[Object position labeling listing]
* * * * * * *
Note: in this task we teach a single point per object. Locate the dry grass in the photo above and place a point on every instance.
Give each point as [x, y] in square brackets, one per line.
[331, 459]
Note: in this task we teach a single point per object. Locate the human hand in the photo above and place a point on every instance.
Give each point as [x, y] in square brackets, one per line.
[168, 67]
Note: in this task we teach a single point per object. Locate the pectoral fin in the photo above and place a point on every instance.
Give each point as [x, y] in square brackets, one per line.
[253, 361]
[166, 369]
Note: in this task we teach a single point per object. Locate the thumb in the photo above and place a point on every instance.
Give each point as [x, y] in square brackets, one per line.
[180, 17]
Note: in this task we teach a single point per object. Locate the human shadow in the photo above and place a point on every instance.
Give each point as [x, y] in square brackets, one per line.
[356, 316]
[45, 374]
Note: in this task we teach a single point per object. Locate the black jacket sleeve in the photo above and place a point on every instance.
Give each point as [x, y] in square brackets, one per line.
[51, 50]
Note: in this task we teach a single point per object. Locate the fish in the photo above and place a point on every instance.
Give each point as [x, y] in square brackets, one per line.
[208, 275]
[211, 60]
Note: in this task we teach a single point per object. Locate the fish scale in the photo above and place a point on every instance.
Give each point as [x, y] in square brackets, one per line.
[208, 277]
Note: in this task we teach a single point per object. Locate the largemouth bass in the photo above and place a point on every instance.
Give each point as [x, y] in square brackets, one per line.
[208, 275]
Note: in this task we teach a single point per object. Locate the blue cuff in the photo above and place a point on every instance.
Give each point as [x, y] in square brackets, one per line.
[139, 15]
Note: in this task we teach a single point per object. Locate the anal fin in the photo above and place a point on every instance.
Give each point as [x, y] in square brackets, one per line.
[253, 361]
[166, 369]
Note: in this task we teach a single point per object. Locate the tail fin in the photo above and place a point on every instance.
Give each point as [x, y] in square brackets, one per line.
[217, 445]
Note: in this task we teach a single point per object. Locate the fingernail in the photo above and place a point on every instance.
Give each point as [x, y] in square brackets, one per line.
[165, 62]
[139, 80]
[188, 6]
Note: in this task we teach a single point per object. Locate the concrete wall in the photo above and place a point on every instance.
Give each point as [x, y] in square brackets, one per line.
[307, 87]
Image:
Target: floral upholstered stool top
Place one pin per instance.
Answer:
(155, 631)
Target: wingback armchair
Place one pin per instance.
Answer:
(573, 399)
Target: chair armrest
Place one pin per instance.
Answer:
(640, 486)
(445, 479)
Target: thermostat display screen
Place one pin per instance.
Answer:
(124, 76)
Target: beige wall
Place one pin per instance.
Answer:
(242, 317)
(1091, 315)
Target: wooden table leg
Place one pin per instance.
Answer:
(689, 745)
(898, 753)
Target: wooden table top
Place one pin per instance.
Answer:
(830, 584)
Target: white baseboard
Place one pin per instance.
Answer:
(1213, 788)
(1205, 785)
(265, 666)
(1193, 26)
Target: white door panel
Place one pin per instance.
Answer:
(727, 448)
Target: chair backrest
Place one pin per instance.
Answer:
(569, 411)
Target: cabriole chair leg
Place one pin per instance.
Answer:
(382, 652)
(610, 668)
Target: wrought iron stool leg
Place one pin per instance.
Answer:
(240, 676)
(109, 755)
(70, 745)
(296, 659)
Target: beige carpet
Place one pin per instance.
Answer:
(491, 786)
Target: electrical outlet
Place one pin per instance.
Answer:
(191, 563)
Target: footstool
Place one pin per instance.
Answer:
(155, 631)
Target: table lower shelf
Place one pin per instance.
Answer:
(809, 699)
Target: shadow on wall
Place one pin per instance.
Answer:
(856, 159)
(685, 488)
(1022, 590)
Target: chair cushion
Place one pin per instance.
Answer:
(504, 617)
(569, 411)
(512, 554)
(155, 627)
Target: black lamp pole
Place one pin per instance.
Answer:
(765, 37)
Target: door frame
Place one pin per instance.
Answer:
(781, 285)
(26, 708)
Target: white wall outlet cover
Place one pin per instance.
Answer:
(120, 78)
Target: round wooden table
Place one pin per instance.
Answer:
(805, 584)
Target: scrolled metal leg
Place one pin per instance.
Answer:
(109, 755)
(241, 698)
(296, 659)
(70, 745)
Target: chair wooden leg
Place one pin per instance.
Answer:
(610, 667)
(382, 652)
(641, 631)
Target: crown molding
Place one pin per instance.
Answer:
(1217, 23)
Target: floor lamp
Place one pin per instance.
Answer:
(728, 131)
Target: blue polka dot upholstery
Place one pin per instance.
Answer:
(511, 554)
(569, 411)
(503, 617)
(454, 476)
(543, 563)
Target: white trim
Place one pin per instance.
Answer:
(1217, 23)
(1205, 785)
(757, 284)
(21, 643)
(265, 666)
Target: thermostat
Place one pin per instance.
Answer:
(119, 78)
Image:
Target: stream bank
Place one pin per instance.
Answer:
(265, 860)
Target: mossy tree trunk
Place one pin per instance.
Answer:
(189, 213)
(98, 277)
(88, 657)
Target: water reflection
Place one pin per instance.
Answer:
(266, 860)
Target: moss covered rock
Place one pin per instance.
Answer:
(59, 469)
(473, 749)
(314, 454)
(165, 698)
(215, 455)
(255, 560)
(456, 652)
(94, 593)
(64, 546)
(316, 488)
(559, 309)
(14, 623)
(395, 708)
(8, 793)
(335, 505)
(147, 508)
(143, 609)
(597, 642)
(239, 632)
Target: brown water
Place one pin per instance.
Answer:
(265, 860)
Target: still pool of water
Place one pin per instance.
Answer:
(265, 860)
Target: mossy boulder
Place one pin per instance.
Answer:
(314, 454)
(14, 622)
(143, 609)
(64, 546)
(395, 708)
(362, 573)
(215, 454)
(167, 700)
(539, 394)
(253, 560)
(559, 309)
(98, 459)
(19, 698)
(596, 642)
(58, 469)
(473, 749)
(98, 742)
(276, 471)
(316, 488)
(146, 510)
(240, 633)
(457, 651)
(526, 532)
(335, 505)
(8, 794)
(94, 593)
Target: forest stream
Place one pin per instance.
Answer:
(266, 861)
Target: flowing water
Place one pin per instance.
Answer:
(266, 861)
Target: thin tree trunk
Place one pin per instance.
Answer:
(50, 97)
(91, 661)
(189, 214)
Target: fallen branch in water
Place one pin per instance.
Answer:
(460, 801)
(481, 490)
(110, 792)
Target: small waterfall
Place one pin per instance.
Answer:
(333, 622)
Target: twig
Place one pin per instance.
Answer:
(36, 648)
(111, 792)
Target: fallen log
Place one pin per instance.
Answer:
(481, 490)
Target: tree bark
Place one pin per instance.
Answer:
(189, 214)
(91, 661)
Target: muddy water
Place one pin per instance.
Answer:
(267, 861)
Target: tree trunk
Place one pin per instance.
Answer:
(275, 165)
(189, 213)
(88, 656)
* * * * * * *
(Exercise) Rewrite the part of the listing that opens with the line containing "Target: twig" and runs through the end of the listing, swapping every "pin" for "marker" and keeping everything else the same. Give only those lines.

(Exercise response)
Target: twig
Place one marker per instance.
Answer:
(36, 648)
(111, 792)
Target: fallen log
Place one marker per instance.
Answer:
(481, 490)
Target: tree bark
Place one marker per instance.
Answer:
(189, 214)
(91, 661)
Target: muddy water
Place one marker per instance.
Answer:
(267, 861)
Target: tree trunk
Place one marker per instance.
Answer:
(275, 165)
(189, 213)
(88, 656)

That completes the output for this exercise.